(Some records)
<<<<
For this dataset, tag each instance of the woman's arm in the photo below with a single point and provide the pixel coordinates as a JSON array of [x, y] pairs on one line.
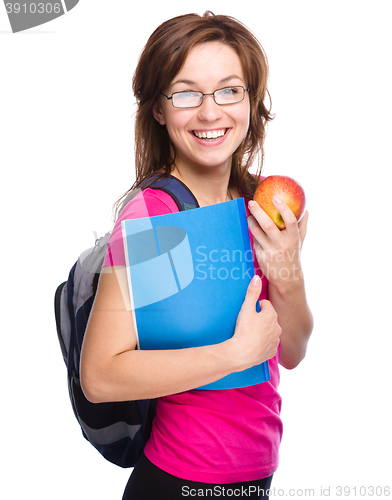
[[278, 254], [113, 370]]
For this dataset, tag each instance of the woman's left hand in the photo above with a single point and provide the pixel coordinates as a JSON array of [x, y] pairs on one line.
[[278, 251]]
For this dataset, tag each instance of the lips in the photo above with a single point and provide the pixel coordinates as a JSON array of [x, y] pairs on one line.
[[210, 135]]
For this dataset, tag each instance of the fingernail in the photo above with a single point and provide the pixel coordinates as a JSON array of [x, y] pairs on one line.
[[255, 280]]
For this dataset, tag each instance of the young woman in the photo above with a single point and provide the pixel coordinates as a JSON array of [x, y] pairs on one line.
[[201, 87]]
>>>>
<<<<
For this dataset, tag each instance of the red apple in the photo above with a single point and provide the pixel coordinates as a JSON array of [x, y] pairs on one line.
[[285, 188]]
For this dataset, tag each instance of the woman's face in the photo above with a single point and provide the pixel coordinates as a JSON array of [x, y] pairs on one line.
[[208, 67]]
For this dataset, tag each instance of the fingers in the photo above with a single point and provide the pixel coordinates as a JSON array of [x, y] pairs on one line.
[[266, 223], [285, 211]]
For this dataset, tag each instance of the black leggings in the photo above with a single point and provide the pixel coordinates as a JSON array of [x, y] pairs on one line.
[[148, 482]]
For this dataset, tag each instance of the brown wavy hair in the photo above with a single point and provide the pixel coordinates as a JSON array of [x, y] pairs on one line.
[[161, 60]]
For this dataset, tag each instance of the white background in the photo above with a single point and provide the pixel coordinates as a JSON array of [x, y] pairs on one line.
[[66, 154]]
>>>>
WHAT THE TASK REQUIRES: Lay out as a JSON list of strings, one per line and skipping blank lines, everything from the line containing "For this dataset, tag each instance of the woman's arm" down to the line containing "[[255, 280]]", both included. Leave the pictures out of the answer.

RESPONSE BELOW:
[
  "For this dataset, tag each instance of the woman's arm in the photo below with a single point and provide the pixel coordinates as a JSON array of [x, y] pairs on one line.",
  "[[278, 254], [113, 370]]",
  "For this dataset, tag each instance of the woman's left hand in the photo above with a single point and provide the pixel coordinates as a JSON array of [x, y] pairs on one line.",
  "[[278, 251]]",
  "For this dataset, tag each instance of the lips in the photo above with a single point and provide the pixel coordinates as a JSON array of [x, y] pairs on one line.",
  "[[210, 135]]",
  "For this dataset, tag each instance of the fingernail in the photo above with a single point and provide the pixel coordinates as a JSON array of [x, y] pairs on one line.",
  "[[255, 280]]"
]